**Data supplied**
______
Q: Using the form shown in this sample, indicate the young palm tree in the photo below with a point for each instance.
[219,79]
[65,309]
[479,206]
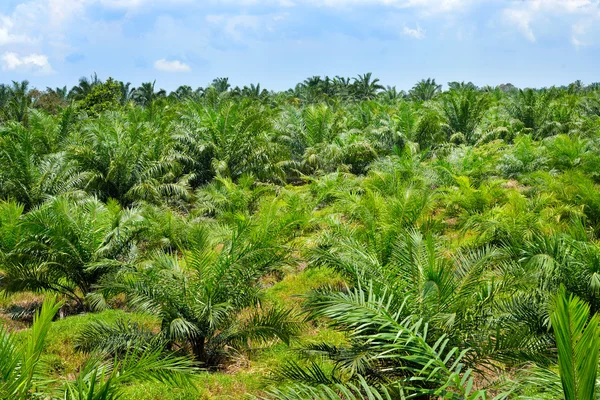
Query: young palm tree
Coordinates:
[230,139]
[212,303]
[84,87]
[22,375]
[66,246]
[365,88]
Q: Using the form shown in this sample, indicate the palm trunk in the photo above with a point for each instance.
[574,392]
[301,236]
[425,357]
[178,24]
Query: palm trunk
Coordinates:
[199,350]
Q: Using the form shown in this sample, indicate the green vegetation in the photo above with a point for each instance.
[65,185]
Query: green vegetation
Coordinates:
[339,240]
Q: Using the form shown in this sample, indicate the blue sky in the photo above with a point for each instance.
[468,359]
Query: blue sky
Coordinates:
[281,42]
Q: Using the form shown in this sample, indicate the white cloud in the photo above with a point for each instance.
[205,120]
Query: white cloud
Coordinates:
[417,33]
[6,35]
[525,14]
[34,62]
[233,25]
[171,66]
[522,20]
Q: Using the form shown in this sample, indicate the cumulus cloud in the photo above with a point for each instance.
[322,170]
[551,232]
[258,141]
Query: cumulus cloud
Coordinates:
[416,33]
[171,66]
[34,62]
[524,14]
[521,19]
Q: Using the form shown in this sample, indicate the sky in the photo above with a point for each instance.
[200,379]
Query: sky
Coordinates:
[277,43]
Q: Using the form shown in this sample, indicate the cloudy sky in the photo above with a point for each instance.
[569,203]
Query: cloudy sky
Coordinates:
[281,42]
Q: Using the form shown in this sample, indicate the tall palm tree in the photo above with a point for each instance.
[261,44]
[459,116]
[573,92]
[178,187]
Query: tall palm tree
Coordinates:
[231,139]
[66,246]
[366,88]
[464,109]
[84,87]
[221,85]
[201,305]
[23,376]
[145,95]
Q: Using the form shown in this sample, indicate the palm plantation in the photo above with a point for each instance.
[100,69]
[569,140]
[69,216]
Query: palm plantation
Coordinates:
[338,240]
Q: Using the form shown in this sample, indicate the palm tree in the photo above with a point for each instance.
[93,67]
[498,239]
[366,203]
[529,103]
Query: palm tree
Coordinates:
[365,88]
[464,110]
[126,159]
[23,375]
[531,108]
[127,92]
[231,140]
[32,168]
[221,85]
[200,306]
[145,95]
[425,90]
[182,93]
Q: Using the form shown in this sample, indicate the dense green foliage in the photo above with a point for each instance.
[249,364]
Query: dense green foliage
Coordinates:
[363,242]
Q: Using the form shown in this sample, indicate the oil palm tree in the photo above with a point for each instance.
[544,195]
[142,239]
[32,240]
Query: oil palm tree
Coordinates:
[84,87]
[230,139]
[66,246]
[23,376]
[201,306]
[126,159]
[146,94]
[425,89]
[366,88]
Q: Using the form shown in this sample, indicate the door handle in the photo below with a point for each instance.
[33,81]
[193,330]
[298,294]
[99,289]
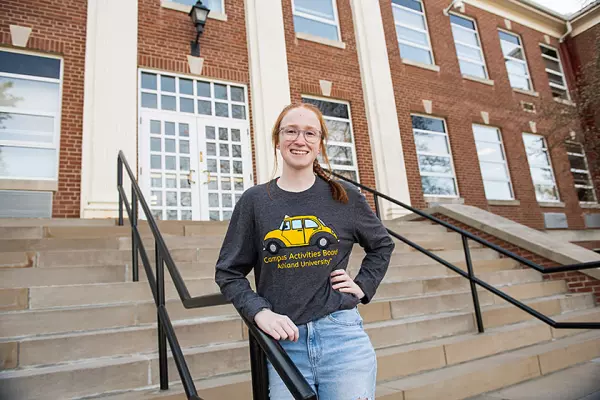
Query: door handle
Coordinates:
[208,177]
[190,181]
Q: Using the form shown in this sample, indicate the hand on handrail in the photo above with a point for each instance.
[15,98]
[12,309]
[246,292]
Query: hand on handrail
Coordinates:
[279,327]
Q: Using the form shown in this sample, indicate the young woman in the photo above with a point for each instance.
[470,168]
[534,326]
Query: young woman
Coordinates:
[297,232]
______
**About this task**
The word to find is "palm". Copy every line of the data that holds it.

**Reply**
Q: Using the form shown in this sample, indicate the young palm tree in the photo below with a point for each instance.
Query: young palm tree
Q: Using the form shown in this sample, indicate the palm trunk in the photo above with a point for each instance.
Query: palm trunk
Q: Using the form shown in this sample, indicate the tall palm tree in the photo above with a point for each instance.
Query: tall palm tree
Q: Using the form shown in this sample, indicate the palm plantation in the photo above with a point for each instance.
Query: palm plantation
Q: Using the form shown in this sample, indicate the palm tree in the photo above with a point for each instance.
Query: palm tree
Q: Using the form shown in this sample, indicate the oil palm tree in the photo above with a point for each instance.
Query: oil palm tree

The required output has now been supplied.